= REQUIRED ACTION =
Look through the listing below for the string "door". Show each line where it occurs.

= EXTRACTED DATA =
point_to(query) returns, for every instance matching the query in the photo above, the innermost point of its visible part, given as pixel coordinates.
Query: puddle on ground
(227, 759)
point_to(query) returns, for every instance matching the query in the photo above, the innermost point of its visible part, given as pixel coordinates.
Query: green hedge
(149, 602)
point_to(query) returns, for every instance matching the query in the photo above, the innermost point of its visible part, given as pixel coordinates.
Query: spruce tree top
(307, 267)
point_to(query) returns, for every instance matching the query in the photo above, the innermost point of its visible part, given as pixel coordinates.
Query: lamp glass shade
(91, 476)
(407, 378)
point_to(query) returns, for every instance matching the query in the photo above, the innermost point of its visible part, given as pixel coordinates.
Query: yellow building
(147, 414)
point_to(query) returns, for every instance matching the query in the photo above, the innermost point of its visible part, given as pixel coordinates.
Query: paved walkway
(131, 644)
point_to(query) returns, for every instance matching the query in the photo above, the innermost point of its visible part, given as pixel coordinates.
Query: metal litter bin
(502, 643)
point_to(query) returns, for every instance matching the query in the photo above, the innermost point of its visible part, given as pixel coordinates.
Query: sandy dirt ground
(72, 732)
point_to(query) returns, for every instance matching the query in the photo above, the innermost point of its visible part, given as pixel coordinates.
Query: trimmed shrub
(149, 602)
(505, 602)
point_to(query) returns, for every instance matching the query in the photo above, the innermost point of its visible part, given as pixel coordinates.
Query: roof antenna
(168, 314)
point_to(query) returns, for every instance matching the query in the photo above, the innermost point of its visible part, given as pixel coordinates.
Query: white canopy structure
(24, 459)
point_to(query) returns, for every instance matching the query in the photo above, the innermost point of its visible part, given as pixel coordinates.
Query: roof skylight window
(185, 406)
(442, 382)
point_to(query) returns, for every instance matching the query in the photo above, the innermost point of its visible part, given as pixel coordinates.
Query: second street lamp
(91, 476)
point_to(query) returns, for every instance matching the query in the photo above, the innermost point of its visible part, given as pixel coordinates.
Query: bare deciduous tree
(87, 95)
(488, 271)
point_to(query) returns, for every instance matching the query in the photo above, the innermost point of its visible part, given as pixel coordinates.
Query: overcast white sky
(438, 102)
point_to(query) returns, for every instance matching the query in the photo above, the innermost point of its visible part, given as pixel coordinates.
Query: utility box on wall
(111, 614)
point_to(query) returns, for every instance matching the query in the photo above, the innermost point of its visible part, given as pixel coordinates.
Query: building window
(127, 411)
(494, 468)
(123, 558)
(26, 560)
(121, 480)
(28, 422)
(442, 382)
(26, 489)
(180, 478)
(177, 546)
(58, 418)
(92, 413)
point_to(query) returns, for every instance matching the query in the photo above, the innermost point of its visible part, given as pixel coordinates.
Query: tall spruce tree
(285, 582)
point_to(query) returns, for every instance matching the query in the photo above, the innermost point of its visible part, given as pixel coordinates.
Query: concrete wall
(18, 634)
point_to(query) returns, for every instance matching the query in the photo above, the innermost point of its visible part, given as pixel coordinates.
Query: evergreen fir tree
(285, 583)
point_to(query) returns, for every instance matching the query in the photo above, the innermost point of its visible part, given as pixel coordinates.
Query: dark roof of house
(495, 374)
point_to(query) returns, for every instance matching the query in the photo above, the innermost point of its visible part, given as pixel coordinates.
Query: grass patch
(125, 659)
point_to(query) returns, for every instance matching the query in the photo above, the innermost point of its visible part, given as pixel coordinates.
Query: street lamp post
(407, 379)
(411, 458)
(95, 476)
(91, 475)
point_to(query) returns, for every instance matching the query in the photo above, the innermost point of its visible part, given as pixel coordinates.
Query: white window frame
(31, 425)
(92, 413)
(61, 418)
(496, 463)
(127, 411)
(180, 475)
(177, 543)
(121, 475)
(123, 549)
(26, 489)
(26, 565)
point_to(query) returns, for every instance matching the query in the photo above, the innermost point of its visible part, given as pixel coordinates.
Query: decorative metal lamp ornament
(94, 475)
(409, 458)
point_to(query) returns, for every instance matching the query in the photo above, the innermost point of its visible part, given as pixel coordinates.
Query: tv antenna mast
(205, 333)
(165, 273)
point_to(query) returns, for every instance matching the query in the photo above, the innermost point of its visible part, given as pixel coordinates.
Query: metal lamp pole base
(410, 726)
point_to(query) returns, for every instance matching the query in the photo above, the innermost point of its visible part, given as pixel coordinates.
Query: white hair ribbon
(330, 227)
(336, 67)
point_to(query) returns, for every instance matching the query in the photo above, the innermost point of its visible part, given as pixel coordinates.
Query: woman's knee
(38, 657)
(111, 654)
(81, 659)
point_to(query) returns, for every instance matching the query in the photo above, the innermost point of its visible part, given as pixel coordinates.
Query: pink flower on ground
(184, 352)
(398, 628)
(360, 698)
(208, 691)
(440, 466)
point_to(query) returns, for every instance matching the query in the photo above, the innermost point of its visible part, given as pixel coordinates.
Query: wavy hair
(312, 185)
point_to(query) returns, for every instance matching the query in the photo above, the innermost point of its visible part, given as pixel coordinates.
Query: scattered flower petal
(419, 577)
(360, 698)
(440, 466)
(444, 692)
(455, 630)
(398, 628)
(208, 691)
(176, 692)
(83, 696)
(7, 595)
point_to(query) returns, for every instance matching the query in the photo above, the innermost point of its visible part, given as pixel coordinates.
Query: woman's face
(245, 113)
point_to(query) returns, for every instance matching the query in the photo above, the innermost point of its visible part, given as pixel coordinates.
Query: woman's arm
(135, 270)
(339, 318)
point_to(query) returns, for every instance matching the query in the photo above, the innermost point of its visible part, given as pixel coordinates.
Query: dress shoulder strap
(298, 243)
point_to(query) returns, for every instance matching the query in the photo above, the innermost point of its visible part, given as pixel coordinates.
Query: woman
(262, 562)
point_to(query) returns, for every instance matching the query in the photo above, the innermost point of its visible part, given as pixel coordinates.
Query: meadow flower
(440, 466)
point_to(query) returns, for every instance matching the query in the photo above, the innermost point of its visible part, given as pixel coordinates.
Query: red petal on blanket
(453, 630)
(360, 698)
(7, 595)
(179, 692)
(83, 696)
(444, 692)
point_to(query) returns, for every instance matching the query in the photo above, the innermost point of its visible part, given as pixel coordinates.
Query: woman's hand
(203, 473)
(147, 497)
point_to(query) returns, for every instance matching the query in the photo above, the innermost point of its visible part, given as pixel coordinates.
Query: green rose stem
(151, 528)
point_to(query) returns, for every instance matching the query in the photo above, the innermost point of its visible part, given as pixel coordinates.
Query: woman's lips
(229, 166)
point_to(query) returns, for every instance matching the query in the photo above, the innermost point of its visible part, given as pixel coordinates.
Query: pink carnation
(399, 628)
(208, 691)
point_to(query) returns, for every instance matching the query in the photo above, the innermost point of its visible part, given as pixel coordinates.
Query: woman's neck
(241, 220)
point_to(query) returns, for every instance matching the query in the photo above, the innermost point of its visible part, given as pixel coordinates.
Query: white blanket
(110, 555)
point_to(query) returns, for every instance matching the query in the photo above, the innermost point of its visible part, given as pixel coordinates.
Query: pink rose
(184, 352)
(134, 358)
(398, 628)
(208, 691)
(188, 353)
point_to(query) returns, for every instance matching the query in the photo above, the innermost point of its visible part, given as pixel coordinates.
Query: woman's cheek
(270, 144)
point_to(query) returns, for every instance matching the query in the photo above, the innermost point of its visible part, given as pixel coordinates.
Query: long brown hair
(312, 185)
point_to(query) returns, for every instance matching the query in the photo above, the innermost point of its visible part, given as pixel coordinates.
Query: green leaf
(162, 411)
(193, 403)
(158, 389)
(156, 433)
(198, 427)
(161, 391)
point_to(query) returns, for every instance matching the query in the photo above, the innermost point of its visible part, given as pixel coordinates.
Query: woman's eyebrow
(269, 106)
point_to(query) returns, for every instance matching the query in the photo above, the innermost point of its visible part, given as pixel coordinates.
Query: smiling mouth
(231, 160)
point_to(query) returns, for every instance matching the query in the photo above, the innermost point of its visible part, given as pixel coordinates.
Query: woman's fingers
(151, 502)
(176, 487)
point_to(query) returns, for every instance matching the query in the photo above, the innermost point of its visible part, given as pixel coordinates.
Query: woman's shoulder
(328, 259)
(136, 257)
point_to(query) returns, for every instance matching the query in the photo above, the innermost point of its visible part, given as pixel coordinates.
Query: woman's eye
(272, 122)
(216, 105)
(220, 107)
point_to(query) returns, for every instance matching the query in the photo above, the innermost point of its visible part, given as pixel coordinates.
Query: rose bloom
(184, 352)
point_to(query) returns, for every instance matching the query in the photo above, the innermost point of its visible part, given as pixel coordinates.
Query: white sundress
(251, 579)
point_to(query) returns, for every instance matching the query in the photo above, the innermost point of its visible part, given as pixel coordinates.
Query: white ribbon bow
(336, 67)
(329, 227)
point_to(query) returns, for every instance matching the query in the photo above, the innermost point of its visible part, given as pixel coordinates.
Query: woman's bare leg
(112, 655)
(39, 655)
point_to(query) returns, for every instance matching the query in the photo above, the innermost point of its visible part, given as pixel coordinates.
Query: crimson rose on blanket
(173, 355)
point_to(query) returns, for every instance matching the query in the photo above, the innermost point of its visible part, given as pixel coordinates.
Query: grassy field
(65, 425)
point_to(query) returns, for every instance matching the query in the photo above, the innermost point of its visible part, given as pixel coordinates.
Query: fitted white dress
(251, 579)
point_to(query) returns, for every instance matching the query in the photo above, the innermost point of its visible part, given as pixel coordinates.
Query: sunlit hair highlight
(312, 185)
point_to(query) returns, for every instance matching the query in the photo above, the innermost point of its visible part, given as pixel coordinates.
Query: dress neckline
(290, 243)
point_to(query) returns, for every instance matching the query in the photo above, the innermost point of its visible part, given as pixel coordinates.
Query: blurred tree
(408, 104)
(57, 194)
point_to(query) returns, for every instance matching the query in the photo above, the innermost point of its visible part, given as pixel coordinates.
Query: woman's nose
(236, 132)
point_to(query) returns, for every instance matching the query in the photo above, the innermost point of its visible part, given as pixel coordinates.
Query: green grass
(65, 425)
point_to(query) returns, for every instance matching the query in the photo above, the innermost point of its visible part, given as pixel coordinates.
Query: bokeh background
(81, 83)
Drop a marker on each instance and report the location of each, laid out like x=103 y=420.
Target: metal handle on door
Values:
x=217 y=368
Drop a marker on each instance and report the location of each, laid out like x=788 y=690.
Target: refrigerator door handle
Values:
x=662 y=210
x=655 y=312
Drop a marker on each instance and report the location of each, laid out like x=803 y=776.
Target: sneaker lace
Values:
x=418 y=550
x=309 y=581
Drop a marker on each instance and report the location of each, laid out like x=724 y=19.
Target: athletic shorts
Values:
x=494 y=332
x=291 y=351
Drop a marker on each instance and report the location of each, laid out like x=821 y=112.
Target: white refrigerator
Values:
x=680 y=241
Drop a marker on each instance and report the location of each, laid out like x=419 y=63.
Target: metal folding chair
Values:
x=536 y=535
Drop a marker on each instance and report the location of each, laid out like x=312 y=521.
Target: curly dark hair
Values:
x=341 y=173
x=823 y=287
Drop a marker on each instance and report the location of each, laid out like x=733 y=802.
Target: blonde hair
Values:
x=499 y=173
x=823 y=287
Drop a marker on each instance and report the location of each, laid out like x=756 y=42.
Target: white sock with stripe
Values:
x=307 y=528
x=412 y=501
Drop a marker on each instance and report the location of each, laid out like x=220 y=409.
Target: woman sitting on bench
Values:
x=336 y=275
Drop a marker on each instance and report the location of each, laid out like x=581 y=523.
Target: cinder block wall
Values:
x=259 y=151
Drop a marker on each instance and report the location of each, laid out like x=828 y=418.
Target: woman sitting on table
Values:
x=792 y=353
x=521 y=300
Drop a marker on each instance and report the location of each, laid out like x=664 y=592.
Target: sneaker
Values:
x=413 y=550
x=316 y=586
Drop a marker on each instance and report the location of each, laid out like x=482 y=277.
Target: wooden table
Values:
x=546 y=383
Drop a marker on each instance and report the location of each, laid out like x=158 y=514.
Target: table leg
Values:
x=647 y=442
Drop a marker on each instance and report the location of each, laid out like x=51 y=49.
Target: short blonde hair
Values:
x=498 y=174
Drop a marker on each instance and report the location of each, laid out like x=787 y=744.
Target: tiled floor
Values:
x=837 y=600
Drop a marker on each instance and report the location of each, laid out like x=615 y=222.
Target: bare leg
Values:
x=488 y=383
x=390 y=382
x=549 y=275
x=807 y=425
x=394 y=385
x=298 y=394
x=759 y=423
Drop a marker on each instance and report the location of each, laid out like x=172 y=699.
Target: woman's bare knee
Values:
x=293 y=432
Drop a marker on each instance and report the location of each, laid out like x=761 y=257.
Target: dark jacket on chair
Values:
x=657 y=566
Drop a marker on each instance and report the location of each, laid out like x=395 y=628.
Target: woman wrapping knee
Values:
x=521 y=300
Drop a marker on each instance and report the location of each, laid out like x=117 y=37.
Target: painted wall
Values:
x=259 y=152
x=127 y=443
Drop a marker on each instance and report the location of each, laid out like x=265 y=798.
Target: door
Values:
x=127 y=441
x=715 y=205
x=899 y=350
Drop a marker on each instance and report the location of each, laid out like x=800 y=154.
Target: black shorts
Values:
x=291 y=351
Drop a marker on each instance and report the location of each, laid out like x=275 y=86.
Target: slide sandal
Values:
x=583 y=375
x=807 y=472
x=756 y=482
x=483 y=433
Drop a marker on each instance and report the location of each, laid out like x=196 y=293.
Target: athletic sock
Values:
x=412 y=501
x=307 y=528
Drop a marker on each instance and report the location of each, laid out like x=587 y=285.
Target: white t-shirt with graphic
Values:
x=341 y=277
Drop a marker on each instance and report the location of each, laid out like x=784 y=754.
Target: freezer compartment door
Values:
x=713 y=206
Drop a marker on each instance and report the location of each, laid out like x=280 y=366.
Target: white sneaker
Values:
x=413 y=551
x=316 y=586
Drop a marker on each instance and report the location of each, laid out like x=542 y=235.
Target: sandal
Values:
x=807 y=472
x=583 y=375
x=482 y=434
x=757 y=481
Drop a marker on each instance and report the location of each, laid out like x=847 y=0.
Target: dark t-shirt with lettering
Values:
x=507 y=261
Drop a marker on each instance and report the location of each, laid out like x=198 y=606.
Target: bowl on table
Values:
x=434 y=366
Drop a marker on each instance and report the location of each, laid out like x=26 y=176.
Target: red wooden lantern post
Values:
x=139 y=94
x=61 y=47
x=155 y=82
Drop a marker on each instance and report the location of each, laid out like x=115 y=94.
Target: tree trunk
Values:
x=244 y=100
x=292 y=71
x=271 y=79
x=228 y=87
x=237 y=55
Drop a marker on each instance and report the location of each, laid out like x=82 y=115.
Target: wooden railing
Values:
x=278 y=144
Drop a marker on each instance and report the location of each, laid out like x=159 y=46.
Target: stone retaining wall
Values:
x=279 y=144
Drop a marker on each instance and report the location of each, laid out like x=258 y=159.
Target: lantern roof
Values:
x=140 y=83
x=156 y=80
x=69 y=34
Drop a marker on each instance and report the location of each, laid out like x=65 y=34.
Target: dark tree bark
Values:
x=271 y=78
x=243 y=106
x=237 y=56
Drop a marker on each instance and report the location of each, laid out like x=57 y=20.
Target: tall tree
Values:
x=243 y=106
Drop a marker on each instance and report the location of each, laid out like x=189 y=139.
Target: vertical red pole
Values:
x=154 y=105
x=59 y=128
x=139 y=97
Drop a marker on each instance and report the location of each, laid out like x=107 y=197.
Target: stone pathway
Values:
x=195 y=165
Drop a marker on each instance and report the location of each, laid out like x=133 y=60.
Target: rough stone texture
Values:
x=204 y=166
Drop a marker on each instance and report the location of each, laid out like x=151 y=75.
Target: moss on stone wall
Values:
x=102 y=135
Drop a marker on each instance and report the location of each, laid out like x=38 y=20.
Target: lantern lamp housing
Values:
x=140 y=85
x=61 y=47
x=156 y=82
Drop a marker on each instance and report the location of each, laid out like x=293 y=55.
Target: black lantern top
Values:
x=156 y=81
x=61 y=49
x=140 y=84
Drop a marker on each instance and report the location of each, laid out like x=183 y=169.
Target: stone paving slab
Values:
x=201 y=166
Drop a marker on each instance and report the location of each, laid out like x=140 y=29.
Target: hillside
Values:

= RESULT =
Target: metal handle on door
Target: refrigerator door handle
Target: door
Target: freezer compartment door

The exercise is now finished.